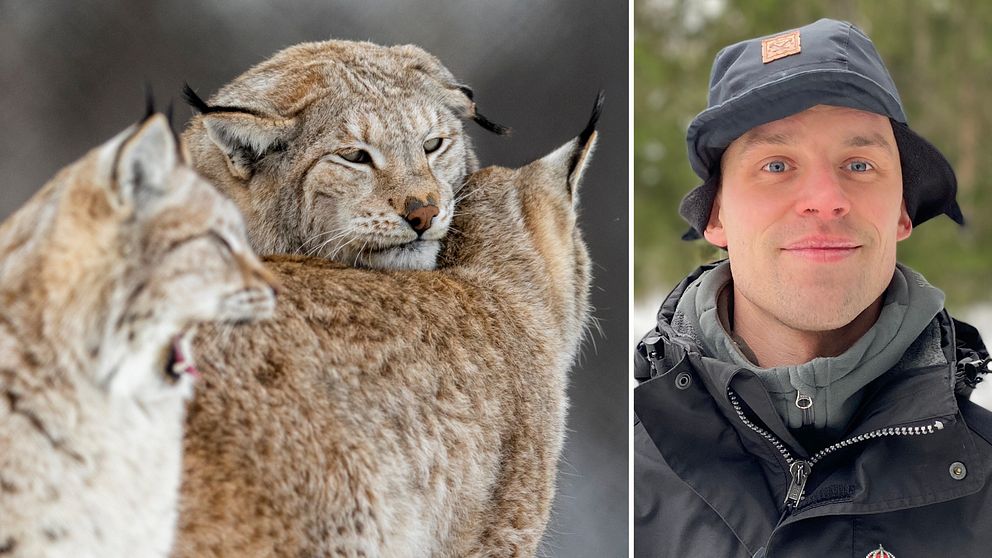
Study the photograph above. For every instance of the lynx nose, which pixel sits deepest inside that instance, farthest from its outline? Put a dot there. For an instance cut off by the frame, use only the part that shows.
(419, 214)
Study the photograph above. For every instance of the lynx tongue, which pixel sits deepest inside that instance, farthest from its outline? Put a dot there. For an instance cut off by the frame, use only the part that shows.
(181, 361)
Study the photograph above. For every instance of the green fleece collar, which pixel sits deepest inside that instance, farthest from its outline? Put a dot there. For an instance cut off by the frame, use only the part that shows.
(832, 386)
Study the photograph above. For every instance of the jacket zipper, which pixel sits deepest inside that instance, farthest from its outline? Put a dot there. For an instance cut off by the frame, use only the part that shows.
(799, 470)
━━━━━━━━━━
What you need to do: Drop every picture from the data, then output all the rest exactly.

Answer area:
Study the photograph above. For every instance of the lynx nose, which pixel sits deepest inside that instance, farthest from its outline? Put a dot there. For an instance cut off by the frame, use only the part that shows.
(419, 214)
Study the photograph above. For every instance of the lynx tongue, which pixel sits deepest inside that instance, farthest from its outline? Put a dot there. For an instance cut off by the frame, use only the part that shows.
(181, 361)
Study the photograph above. For every instance of the green fleece collar, which pixel sits deepest inside that instance, farthest from its outline? Put a dot there. For an instance cut off by the frame, use only the part that shows.
(832, 386)
Study the photograph above. For every instance of the jacket zipper, which pixel sits deepest inside that instance, farthest from its outline? Put a dot there. For an instance cut off by the frame, use only the part that shows.
(799, 470)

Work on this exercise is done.